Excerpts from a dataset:
______

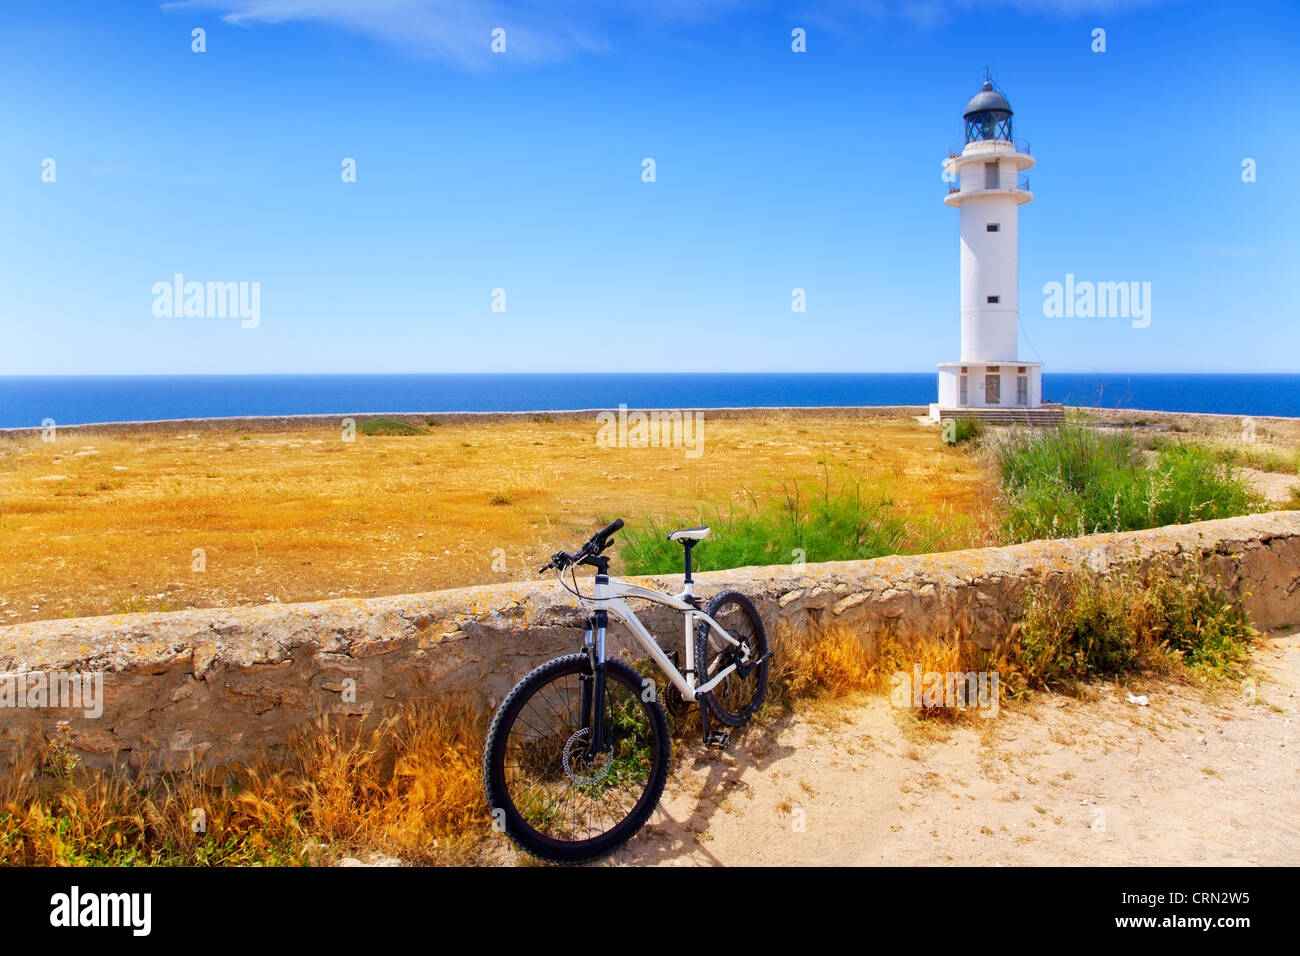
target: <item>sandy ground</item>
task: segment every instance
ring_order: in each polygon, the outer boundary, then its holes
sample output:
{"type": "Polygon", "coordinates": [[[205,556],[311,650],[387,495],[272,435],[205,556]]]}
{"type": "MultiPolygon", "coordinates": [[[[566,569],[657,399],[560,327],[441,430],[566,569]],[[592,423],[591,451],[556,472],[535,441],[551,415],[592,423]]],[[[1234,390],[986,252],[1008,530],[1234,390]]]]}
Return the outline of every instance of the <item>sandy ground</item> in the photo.
{"type": "Polygon", "coordinates": [[[1291,489],[1300,487],[1300,476],[1284,475],[1273,471],[1260,471],[1258,468],[1241,469],[1246,480],[1255,486],[1260,494],[1269,501],[1289,501],[1291,489]]]}
{"type": "Polygon", "coordinates": [[[1256,668],[1240,690],[1098,685],[958,725],[875,697],[749,728],[726,754],[685,741],[651,823],[607,862],[1295,865],[1300,630],[1256,668]]]}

______

#### [Action item]
The answer must consist of the entries above, reproduced word for word, without any pictures.

#### [Task answer]
target: <item>sandy ground</item>
task: segment every instance
ring_order: in each polygon, the outer boundary, then its holes
sample output:
{"type": "Polygon", "coordinates": [[[205,556],[311,650],[387,495],[272,435],[205,556]]]}
{"type": "MultiPolygon", "coordinates": [[[[566,569],[657,399],[560,327],[441,430],[566,569]],[[592,423],[591,451],[556,472],[535,441],[551,415],[592,423]]],[[[1234,390],[986,252],[1008,530],[1234,390]]]]}
Return the outline of every instance of the <item>sandy ground</item> in the photo.
{"type": "Polygon", "coordinates": [[[1291,489],[1300,487],[1300,476],[1284,475],[1273,471],[1260,471],[1258,468],[1241,469],[1246,480],[1255,486],[1260,494],[1269,501],[1289,501],[1291,489]]]}
{"type": "Polygon", "coordinates": [[[1256,668],[1240,690],[1098,685],[958,725],[875,697],[749,728],[726,754],[685,741],[651,823],[607,862],[1295,865],[1300,630],[1256,668]]]}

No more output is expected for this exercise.